Activity. Find every line in the records below that contains the word "white", and copy each such line.

Given information.
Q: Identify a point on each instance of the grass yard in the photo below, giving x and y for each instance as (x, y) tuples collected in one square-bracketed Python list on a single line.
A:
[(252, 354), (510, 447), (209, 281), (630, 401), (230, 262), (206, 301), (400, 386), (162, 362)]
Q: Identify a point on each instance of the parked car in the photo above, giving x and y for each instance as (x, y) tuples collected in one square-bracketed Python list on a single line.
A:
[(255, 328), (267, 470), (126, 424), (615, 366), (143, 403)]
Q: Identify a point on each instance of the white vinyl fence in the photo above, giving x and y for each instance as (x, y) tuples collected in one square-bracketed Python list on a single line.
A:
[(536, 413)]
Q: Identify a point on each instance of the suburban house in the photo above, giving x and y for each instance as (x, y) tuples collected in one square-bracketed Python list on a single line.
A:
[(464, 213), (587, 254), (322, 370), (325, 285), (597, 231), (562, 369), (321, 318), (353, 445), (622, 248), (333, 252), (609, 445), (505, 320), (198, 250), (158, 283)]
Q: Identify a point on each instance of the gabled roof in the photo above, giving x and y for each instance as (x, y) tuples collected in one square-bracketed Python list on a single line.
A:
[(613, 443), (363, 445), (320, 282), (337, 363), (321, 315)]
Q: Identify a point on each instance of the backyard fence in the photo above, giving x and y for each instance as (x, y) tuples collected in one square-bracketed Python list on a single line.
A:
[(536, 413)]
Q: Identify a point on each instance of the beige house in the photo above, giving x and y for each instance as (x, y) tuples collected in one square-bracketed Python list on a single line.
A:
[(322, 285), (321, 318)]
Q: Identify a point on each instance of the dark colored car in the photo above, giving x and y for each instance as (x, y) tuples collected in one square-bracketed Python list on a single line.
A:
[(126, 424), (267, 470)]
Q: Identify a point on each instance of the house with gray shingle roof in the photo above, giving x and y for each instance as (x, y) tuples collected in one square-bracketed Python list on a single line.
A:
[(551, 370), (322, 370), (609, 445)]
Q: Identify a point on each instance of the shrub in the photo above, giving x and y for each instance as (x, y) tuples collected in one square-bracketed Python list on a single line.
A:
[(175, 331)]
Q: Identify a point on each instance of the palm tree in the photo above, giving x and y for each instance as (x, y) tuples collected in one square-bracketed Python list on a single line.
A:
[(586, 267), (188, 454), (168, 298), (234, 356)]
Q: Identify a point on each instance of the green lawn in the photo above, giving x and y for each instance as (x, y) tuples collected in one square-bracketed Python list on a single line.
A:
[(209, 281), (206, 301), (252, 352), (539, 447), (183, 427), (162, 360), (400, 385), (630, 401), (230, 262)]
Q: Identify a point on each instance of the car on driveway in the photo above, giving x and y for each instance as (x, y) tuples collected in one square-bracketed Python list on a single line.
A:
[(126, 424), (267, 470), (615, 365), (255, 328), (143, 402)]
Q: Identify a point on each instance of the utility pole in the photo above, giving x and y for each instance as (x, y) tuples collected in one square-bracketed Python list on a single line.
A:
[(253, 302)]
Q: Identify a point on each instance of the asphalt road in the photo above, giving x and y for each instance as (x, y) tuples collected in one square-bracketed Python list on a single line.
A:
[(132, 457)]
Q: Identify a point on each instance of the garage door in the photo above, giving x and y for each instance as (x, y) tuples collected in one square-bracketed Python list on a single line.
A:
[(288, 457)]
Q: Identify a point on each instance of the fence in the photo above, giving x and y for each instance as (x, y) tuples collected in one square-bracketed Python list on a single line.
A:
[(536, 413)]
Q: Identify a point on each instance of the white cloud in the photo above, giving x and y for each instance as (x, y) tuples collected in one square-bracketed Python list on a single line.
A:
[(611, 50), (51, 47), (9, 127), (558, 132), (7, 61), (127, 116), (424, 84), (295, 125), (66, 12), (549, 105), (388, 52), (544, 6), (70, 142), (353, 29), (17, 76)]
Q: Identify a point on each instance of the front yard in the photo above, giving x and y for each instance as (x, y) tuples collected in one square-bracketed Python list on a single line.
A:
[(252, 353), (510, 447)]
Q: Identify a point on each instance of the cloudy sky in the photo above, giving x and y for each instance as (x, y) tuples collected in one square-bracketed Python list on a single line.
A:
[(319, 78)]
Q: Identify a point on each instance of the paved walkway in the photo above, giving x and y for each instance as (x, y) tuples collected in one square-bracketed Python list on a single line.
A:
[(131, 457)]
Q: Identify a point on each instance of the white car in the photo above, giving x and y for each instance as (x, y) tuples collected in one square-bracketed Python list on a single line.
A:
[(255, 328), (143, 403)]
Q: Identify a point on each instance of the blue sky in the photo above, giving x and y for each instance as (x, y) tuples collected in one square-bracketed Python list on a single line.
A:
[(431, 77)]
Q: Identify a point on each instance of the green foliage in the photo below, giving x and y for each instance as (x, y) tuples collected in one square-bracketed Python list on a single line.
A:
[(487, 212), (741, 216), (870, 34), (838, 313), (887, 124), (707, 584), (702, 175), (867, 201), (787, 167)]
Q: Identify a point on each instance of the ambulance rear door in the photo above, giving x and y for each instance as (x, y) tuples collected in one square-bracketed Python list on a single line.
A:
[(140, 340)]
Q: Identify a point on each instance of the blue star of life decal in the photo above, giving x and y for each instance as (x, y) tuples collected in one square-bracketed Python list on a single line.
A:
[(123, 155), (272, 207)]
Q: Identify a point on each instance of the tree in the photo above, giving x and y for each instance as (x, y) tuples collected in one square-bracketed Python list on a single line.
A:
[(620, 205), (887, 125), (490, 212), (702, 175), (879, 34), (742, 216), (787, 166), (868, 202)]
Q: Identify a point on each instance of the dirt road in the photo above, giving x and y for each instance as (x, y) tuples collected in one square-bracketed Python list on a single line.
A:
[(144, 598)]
* * *
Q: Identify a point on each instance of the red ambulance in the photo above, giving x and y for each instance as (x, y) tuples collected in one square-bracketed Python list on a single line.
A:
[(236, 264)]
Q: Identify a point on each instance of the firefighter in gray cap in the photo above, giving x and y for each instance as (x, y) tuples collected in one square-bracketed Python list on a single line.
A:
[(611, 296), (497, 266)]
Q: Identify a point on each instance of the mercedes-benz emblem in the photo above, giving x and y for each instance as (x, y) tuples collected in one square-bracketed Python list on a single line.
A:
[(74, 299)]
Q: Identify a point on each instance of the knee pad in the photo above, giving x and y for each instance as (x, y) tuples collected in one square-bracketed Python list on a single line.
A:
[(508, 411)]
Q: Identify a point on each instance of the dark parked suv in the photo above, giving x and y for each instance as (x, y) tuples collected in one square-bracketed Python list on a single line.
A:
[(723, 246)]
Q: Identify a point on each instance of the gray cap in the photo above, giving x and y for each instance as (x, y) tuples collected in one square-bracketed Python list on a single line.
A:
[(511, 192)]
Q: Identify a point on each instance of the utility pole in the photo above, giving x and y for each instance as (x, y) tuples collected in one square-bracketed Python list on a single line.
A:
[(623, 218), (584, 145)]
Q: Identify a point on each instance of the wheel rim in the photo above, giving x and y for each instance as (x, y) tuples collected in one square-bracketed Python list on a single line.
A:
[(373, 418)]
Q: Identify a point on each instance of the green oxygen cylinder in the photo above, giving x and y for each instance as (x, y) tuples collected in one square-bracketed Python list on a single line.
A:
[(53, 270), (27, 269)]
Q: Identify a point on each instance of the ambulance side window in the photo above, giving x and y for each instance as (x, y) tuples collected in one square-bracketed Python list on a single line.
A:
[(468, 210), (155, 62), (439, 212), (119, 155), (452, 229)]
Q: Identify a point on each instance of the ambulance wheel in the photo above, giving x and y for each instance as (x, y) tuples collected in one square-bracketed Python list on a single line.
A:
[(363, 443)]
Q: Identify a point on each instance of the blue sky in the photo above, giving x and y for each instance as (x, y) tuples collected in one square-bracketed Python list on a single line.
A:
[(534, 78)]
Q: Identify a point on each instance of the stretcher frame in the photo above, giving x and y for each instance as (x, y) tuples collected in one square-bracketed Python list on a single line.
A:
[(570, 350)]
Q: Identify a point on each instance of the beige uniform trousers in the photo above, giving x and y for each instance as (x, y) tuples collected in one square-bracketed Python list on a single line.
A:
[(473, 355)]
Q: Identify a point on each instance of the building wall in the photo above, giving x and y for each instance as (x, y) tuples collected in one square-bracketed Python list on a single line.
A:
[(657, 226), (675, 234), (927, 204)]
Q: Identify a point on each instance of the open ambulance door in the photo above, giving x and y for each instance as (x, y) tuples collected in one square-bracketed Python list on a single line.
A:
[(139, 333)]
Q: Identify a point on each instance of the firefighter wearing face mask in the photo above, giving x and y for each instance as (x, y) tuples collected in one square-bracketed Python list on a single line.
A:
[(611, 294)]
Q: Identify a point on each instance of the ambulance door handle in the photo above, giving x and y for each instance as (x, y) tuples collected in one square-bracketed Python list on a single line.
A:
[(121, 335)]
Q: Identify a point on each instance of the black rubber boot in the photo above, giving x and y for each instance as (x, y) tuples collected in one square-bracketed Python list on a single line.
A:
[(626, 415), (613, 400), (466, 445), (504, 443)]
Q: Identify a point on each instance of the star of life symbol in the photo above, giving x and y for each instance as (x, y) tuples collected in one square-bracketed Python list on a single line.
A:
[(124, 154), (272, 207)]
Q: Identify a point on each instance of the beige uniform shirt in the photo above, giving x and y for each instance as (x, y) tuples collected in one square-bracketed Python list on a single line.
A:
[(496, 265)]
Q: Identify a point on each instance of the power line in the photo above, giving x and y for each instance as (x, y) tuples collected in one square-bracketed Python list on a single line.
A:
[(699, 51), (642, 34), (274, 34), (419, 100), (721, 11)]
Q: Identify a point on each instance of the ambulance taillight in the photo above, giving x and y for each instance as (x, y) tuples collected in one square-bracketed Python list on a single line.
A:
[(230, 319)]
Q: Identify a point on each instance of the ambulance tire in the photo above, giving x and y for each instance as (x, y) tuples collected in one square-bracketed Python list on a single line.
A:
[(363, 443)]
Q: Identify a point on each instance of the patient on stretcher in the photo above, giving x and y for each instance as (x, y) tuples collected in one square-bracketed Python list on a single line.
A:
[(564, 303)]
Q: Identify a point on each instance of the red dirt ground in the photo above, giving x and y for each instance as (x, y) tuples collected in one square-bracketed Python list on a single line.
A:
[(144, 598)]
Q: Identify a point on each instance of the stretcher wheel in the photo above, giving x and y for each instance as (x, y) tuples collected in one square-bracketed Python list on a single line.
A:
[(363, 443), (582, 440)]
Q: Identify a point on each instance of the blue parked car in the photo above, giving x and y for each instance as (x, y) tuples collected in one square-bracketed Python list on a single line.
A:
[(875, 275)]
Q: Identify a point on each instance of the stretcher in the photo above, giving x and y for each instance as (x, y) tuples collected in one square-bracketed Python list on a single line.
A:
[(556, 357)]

Solved exercise.
Q: Identify a point on each instance of the white vinyl fence in the photo above, giving x and y for each instance as (x, y) tuples collected in one square-bracketed Python list on a single line.
Q: Identify a point on each instance of the white cloud in the photo above, giving x and y for each instance as (x, y) tuples collected in one square-bracketed Python list on a single line.
Q: Identify a point on each instance of the white car in the photo above, giving x and y for each instance as (x, y) tuples collected in one square-bracketed Python list on a single line.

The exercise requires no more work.